- **What is expected**
All lines holding the string "building" should be copied from the data below.

- **Materials provided**
== Segment start ==

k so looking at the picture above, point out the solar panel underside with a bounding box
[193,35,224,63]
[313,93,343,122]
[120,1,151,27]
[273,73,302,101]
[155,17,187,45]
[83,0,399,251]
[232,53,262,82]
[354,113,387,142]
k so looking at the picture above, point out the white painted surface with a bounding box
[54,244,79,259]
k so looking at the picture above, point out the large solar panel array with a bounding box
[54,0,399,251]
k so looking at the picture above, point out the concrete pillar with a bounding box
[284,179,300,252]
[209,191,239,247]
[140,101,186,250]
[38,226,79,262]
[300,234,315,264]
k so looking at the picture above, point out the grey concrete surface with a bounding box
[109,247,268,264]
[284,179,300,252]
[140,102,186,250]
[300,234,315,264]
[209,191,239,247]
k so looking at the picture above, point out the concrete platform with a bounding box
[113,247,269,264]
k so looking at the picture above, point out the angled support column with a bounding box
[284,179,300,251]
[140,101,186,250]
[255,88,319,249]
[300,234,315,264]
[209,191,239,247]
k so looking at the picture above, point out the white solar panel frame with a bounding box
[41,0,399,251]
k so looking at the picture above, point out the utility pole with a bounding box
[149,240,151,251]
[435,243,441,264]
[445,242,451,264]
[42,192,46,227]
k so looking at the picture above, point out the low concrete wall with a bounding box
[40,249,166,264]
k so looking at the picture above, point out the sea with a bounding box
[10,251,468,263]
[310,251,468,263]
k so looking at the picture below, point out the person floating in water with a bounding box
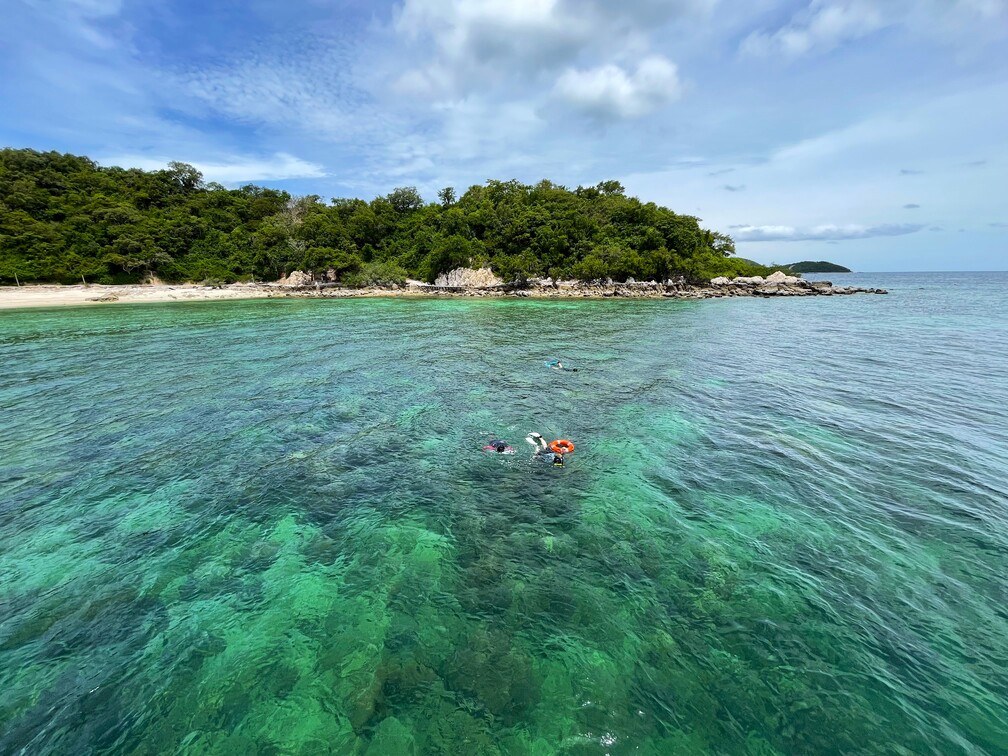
[526,432,569,467]
[483,439,515,454]
[546,359,578,372]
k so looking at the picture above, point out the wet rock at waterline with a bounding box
[274,268,887,299]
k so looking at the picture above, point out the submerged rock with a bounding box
[365,716,415,755]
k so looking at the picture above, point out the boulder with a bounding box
[766,270,801,285]
[281,270,313,287]
[528,276,558,288]
[434,267,503,288]
[710,276,730,286]
[731,276,765,285]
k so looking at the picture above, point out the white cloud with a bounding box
[770,114,915,166]
[176,38,403,150]
[99,153,326,184]
[741,0,1008,58]
[20,0,128,50]
[731,223,924,241]
[741,1,884,57]
[554,56,681,119]
[390,0,710,101]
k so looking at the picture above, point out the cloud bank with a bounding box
[731,223,925,242]
[554,56,681,119]
[99,153,326,184]
[741,0,1007,58]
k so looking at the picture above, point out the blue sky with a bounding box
[2,0,1006,270]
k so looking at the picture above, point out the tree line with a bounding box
[0,148,777,286]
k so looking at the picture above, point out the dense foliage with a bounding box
[786,261,851,273]
[0,148,777,285]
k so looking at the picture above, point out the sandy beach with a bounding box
[0,283,283,310]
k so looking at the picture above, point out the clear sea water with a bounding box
[1,272,1007,755]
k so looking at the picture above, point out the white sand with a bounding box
[0,283,281,310]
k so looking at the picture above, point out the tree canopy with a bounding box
[0,148,777,286]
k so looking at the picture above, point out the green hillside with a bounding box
[786,261,852,273]
[0,148,779,285]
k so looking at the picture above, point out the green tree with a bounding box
[438,186,456,208]
[387,186,424,214]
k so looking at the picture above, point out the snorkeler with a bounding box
[483,439,515,454]
[525,432,566,467]
[546,359,578,372]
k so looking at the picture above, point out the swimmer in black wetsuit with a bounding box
[526,432,564,467]
[483,439,515,454]
[547,359,578,372]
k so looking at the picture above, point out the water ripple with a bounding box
[1,274,1007,753]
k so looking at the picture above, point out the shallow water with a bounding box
[1,272,1007,754]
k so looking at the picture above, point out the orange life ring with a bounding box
[550,439,575,454]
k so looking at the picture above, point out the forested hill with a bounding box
[786,261,852,273]
[0,148,775,286]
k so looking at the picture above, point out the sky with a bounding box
[1,0,1006,270]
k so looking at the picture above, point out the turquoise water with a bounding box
[1,272,1007,754]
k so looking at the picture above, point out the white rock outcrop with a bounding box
[434,267,503,288]
[766,270,801,285]
[281,270,314,286]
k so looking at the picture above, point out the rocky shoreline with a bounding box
[278,269,887,300]
[0,271,886,309]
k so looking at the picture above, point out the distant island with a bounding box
[1,148,783,287]
[785,261,852,273]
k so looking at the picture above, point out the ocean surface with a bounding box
[1,271,1007,755]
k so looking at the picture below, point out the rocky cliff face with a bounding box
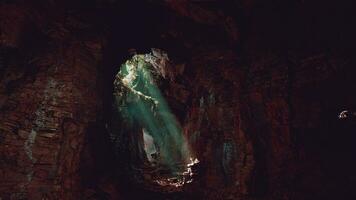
[0,0,355,200]
[0,2,104,199]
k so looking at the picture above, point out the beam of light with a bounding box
[115,53,198,187]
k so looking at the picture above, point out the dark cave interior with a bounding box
[1,0,356,199]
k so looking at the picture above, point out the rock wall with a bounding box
[0,0,355,200]
[0,2,104,199]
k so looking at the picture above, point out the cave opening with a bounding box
[110,49,199,191]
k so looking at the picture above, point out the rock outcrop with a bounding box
[0,0,355,200]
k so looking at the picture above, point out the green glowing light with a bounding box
[114,54,190,170]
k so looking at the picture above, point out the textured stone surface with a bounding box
[0,0,355,200]
[0,3,104,199]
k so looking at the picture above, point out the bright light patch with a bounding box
[114,51,198,188]
[339,110,349,119]
[143,129,157,162]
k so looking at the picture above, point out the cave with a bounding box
[1,0,356,200]
[111,51,198,190]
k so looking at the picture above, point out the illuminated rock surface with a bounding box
[0,0,355,200]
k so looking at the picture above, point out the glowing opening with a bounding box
[114,49,198,188]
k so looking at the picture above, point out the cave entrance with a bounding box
[112,49,198,190]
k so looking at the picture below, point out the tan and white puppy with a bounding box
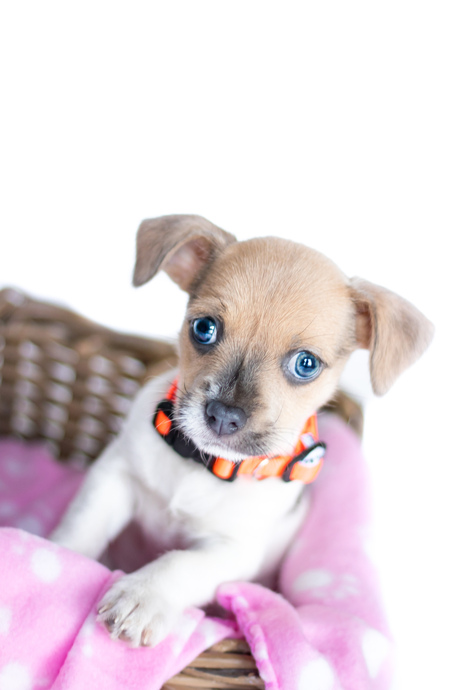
[51,215,433,647]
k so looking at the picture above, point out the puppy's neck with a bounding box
[153,379,326,485]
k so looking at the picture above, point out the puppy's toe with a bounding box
[97,578,179,647]
[138,613,169,647]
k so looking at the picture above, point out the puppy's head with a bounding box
[134,215,434,461]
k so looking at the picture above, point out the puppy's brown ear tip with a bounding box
[132,253,156,288]
[425,317,436,346]
[132,269,145,288]
[415,317,435,368]
[131,217,169,288]
[370,371,399,397]
[410,308,435,357]
[370,310,435,396]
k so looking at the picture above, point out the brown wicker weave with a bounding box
[0,286,363,689]
[0,287,178,463]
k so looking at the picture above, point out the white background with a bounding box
[1,2,458,688]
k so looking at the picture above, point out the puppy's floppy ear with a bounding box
[350,277,434,396]
[133,214,236,292]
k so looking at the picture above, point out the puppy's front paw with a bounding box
[97,575,180,647]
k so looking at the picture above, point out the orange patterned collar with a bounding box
[153,379,326,484]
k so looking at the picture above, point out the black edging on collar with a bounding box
[153,399,224,475]
[153,399,326,484]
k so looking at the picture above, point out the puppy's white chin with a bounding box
[200,443,247,463]
[176,404,299,462]
[183,429,249,463]
[178,420,296,463]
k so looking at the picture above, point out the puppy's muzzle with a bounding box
[205,400,247,436]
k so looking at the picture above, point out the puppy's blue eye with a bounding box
[192,317,217,345]
[288,351,322,380]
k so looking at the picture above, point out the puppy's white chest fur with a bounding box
[124,372,307,546]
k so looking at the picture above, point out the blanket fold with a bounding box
[0,416,393,690]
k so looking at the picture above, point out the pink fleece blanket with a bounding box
[0,415,393,689]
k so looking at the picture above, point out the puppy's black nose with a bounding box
[205,400,247,436]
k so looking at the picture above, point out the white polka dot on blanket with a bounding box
[332,573,359,599]
[198,619,219,649]
[82,643,93,658]
[80,617,95,637]
[234,595,248,609]
[31,548,62,582]
[361,628,390,678]
[298,657,336,690]
[0,606,12,635]
[293,568,333,592]
[254,642,268,661]
[0,662,32,690]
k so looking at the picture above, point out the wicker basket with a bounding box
[0,287,363,688]
[0,287,267,689]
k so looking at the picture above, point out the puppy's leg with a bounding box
[50,442,134,559]
[98,537,264,647]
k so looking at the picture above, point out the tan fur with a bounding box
[134,214,434,460]
[177,238,355,458]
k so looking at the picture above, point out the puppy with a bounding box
[51,214,434,647]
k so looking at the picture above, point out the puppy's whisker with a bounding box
[273,405,285,427]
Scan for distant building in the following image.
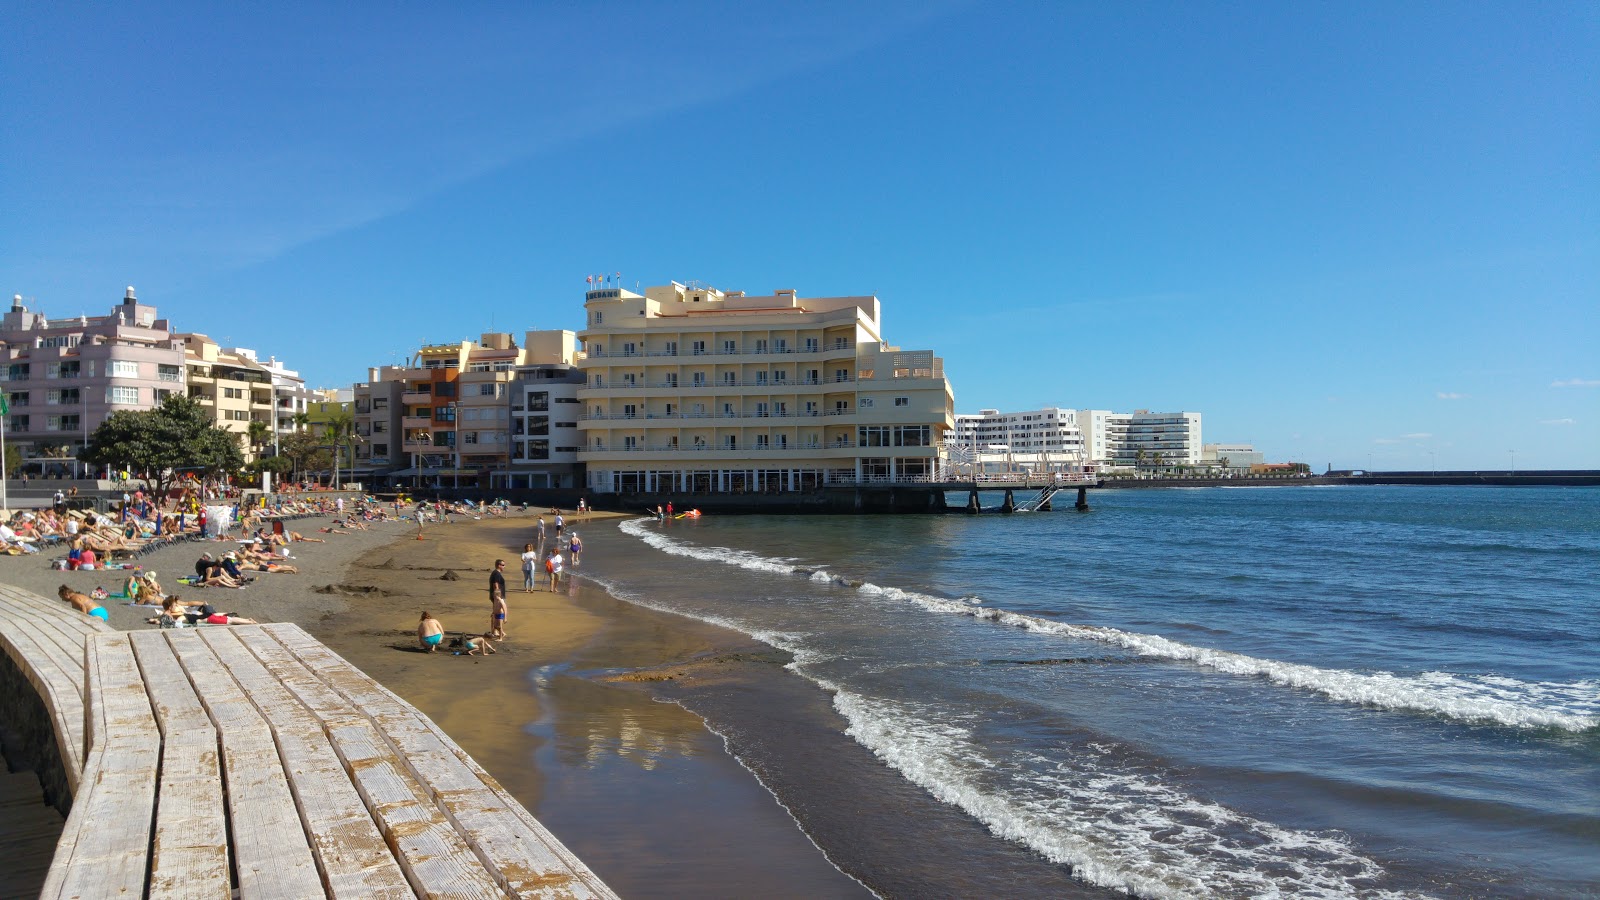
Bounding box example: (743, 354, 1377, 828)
(1202, 442, 1263, 471)
(577, 282, 954, 494)
(1081, 409, 1202, 469)
(352, 369, 404, 481)
(306, 388, 355, 474)
(0, 287, 186, 468)
(504, 330, 585, 490)
(951, 407, 1089, 474)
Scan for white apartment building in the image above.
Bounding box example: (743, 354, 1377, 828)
(1083, 409, 1203, 468)
(577, 282, 955, 494)
(951, 407, 1089, 474)
(505, 330, 585, 490)
(954, 407, 1204, 469)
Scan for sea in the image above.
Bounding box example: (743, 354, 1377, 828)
(580, 485, 1599, 898)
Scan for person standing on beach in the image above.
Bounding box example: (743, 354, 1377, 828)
(555, 513, 565, 538)
(535, 517, 546, 552)
(489, 560, 508, 639)
(418, 611, 444, 652)
(520, 542, 538, 592)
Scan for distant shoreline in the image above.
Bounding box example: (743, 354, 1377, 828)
(1094, 470, 1600, 489)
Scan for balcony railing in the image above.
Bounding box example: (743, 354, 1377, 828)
(586, 441, 860, 453)
(585, 342, 854, 360)
(583, 376, 854, 391)
(580, 409, 854, 422)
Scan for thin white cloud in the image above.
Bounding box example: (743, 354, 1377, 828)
(1436, 391, 1468, 400)
(1402, 432, 1433, 440)
(1373, 438, 1402, 445)
(1550, 378, 1600, 388)
(1540, 418, 1576, 426)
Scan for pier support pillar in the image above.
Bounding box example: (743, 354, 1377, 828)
(1039, 498, 1052, 511)
(1002, 490, 1017, 513)
(966, 490, 980, 514)
(1075, 487, 1090, 512)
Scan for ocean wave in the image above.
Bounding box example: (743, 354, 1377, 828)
(826, 689, 1417, 899)
(618, 519, 1599, 732)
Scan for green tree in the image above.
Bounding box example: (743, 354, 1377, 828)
(324, 409, 357, 487)
(278, 430, 331, 481)
(246, 420, 272, 456)
(80, 396, 245, 502)
(291, 411, 311, 432)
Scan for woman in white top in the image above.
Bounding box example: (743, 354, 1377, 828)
(519, 542, 539, 592)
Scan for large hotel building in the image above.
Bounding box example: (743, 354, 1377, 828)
(577, 283, 954, 494)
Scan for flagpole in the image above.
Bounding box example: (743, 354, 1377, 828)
(1, 401, 9, 519)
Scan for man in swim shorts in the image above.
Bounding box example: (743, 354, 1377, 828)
(489, 560, 507, 639)
(418, 610, 444, 651)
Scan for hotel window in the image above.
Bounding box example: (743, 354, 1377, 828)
(624, 373, 636, 386)
(724, 435, 737, 449)
(106, 386, 139, 405)
(373, 421, 388, 434)
(835, 400, 850, 413)
(775, 339, 787, 352)
(479, 384, 498, 396)
(623, 436, 637, 450)
(108, 360, 139, 378)
(530, 416, 549, 436)
(805, 401, 818, 415)
(756, 435, 769, 449)
(722, 372, 736, 385)
(692, 372, 706, 387)
(773, 370, 787, 384)
(692, 340, 706, 355)
(623, 404, 637, 418)
(668, 436, 678, 448)
(665, 403, 676, 416)
(805, 338, 819, 352)
(834, 369, 849, 383)
(755, 402, 769, 417)
(592, 374, 603, 386)
(895, 397, 910, 406)
(530, 440, 550, 459)
(776, 434, 788, 449)
(46, 414, 81, 431)
(755, 339, 768, 353)
(158, 364, 182, 383)
(805, 369, 819, 384)
(8, 416, 27, 432)
(6, 391, 26, 407)
(593, 312, 603, 325)
(48, 388, 81, 405)
(49, 361, 82, 379)
(775, 402, 787, 416)
(4, 364, 29, 381)
(859, 398, 874, 408)
(530, 393, 549, 411)
(623, 342, 637, 356)
(664, 373, 678, 387)
(722, 340, 736, 354)
(464, 431, 479, 445)
(664, 341, 678, 356)
(755, 371, 768, 385)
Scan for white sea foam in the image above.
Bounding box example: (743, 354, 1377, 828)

== Segment end ==

- **Solved problem**
Scan for distant building in the following image.
Scan for white apartment building in the image above.
Scan for large hotel building in the image above.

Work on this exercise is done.